[Data extracted from a collection]
┄┄┄┄┄┄
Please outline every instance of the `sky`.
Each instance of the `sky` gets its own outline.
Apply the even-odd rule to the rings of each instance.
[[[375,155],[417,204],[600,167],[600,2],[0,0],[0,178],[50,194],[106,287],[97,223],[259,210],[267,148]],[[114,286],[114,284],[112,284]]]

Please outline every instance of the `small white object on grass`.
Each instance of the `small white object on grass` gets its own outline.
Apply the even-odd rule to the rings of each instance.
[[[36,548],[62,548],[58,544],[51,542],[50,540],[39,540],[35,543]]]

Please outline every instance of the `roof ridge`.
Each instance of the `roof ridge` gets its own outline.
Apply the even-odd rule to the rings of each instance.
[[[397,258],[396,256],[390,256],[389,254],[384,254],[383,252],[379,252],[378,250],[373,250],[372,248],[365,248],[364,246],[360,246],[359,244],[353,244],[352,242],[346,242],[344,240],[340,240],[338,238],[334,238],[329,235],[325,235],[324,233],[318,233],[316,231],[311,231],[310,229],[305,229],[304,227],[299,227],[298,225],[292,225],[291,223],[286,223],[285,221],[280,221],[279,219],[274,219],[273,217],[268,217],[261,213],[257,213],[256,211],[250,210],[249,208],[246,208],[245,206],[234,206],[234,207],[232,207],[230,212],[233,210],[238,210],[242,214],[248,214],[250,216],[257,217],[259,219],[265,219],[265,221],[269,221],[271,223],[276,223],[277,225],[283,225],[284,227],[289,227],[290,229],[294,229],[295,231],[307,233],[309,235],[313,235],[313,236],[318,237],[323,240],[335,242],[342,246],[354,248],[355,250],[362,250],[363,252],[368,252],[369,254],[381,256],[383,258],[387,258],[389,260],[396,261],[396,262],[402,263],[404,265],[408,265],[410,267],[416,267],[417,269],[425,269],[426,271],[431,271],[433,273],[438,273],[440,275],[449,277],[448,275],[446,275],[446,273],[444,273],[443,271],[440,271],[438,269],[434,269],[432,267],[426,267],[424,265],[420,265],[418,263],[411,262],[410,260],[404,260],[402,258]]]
┄┄┄┄┄┄
▸ **Problem**: Report how many lines of the items above contain the string "gets", treating uppercase and lowercase as distinct. Give only the number.

▸ **Complete answer**: 3